● Estratto scelto
****************

Botte, umiliazioni, pugni, pestaggi nella casa circondariale Lorusso e Cutugno tra il 2017 e il 2019. «Trattamenti degradanti dell'umanità» scrive la procura nell'atto d'accusa. Una sequela «di brutalità» venute alla luce grazie a due donne.
la garante dei detenuti monica gallo
Una, la garante dei detenuti Monica Gallo, l'altra la ex vicedirettrice del carcere di Torino Francesca D'Aquino. La prima si presenta in procura il 3 dicembre 2018 e racconta ciò che le hanno confidato i detenuti. L'altra, mesi prima, aveva ricevuto una segnalazione di violenze su un carcerato.

****************

Elementi tratti da una fonte di dati:

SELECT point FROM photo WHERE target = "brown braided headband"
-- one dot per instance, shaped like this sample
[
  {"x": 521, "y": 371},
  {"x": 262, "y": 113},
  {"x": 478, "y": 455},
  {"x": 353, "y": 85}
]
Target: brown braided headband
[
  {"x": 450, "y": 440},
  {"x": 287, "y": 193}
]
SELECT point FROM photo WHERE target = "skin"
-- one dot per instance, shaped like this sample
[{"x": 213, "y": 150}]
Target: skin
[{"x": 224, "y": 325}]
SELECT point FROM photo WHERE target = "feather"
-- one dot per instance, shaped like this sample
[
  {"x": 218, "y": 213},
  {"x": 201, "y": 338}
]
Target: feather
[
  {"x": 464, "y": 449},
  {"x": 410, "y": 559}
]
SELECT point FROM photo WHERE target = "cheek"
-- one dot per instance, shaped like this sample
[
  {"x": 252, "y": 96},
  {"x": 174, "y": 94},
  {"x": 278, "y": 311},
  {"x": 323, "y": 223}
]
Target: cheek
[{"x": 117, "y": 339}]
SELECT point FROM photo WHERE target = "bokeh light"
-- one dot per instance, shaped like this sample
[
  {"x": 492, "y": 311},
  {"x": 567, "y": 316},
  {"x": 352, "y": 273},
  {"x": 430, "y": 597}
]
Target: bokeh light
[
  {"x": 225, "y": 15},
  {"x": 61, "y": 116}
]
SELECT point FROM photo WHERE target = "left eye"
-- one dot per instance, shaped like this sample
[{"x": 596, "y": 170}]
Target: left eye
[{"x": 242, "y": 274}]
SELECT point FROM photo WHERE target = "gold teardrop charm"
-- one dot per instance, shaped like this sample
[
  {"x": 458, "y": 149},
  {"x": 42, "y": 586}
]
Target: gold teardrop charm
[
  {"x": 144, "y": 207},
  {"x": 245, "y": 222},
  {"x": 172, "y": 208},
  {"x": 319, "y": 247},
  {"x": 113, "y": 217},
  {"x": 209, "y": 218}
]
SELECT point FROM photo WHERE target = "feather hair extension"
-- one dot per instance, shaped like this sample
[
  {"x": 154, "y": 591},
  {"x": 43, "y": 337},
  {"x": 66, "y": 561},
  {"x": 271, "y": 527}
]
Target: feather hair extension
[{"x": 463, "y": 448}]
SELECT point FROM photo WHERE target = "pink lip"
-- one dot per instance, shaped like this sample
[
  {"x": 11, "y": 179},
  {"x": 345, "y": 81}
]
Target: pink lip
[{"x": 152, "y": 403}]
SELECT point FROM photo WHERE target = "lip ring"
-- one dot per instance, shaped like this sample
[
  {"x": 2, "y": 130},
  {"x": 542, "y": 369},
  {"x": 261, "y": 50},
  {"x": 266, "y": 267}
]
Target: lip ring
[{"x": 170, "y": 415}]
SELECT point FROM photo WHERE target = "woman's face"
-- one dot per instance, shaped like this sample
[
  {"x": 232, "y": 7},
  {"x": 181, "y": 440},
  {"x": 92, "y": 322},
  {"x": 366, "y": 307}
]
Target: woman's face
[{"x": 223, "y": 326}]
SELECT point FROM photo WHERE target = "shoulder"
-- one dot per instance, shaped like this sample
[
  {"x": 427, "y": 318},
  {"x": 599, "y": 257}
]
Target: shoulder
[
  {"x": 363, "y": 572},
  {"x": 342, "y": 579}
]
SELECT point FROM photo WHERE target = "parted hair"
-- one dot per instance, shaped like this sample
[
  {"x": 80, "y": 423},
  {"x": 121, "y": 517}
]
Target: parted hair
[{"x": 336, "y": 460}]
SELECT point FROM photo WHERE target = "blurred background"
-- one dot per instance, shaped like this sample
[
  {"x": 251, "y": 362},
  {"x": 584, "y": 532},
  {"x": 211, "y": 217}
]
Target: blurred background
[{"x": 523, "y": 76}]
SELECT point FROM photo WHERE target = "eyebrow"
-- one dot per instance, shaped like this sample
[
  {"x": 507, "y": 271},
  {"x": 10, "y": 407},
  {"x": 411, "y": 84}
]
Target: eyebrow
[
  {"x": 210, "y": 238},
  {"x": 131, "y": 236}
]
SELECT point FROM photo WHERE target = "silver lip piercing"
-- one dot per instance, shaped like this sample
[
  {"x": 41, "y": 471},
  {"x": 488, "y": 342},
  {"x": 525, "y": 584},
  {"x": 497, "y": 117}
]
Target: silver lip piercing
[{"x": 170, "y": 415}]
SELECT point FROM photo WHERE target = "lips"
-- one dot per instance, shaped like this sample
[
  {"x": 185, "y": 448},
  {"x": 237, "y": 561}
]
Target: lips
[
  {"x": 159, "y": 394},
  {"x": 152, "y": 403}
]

****************

● Consegna 1
Come si traduce in inglese questa frase dell'estratto sul carcere di Torino: «La prima si presenta in procura il 3 dicembre 2018 e racconta ciò che le hanno confidato i detenuti.»?
● Consegna 2
Stampa senza alcuna modifica il passo dell'estratto sul carcere di Torino che comincia con le parole "Botte, umiliazioni, pugni, pestaggi" e fermati dopo "su un carcerato.".
Per rispondere basati soltanto sull'estratto.

● Soluzione 1
The first one appears at the prosecutor's office on December 3, 2018, and recounts what the inmates confided to her.

● Soluzione 2
Botte, umiliazioni, pugni, pestaggi nella casa circondariale Lorusso e Cutugno tra il 2017 e il 2019. «Trattamenti degradanti dell'umanità» scrive la procura nell'atto d'accusa. Una sequela «di brutalità» venute alla luce grazie a due donne.
la garante dei detenuti monica gallo
Una, la garante dei detenuti Monica Gallo, l'altra la ex vicedirettrice del carcere di Torino Francesca D'Aquino. La prima si presenta in procura il 3 dicembre 2018 e racconta ciò che le hanno confidato i detenuti. L'altra, mesi prima, aveva ricevuto una segnalazione di violenze su un carcerato.